[Opening Material supplied section]

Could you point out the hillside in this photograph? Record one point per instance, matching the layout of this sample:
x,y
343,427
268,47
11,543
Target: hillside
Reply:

[Closing Material supplied section]

- Exercise aim -
The task calls for every line of the material to be reproduced precisely.

- Solution for this problem -
Could you point out the hillside in this photograph? Record one point per instance, matching the layout of this sample:
x,y
343,427
268,47
11,543
Target: hillside
Reply:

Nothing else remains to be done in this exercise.